How many lines in the records below contain "instance"? Reply with the number alone.

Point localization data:

※ ※ ※

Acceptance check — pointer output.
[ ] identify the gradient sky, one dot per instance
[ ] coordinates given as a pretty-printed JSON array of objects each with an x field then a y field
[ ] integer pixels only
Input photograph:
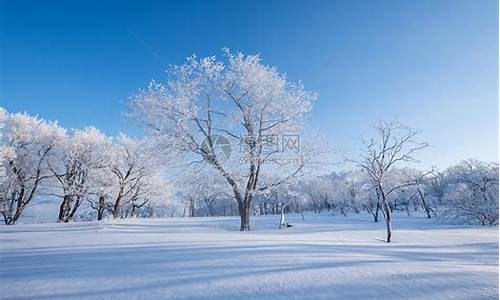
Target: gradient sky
[{"x": 433, "y": 63}]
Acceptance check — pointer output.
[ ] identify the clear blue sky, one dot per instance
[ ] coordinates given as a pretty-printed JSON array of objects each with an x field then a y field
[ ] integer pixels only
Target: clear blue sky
[{"x": 434, "y": 63}]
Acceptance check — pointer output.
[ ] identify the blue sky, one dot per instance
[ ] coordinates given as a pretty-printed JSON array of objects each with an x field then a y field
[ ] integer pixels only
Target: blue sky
[{"x": 433, "y": 63}]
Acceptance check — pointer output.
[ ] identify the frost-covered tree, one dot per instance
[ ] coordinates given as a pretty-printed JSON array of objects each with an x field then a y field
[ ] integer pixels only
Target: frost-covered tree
[
  {"x": 209, "y": 103},
  {"x": 395, "y": 144},
  {"x": 26, "y": 143},
  {"x": 79, "y": 155},
  {"x": 135, "y": 169}
]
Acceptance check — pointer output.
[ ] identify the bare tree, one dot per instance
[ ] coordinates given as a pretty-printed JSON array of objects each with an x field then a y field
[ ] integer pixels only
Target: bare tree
[{"x": 395, "y": 144}]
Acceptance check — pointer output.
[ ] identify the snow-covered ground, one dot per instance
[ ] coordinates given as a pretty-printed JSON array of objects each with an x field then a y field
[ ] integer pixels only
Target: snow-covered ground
[{"x": 323, "y": 257}]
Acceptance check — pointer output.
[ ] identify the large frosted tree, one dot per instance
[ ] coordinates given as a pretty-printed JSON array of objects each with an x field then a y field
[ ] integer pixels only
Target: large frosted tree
[
  {"x": 238, "y": 100},
  {"x": 26, "y": 144}
]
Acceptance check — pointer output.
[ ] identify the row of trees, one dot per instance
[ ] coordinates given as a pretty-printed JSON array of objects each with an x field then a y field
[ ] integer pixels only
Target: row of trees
[
  {"x": 115, "y": 176},
  {"x": 237, "y": 129}
]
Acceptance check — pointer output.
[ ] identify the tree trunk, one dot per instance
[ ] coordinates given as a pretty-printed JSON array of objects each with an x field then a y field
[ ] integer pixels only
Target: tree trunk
[
  {"x": 427, "y": 209},
  {"x": 100, "y": 208},
  {"x": 375, "y": 215},
  {"x": 387, "y": 215},
  {"x": 282, "y": 217},
  {"x": 64, "y": 209},
  {"x": 244, "y": 216}
]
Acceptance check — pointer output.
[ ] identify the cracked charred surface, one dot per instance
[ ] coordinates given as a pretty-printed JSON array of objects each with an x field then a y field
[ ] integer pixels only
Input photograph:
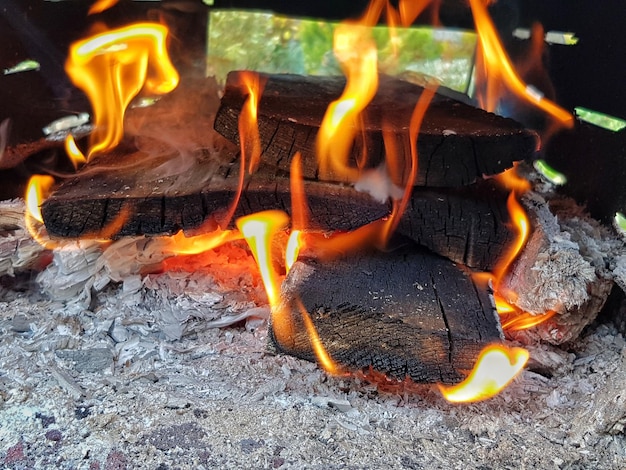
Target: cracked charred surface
[
  {"x": 457, "y": 145},
  {"x": 405, "y": 313},
  {"x": 87, "y": 205}
]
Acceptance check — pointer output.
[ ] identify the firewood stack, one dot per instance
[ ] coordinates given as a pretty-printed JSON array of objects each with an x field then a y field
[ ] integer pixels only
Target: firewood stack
[{"x": 414, "y": 311}]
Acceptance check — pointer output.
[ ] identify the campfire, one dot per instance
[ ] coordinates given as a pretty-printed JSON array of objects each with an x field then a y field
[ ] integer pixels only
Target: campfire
[{"x": 390, "y": 229}]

※ ※ ※

Solution: 12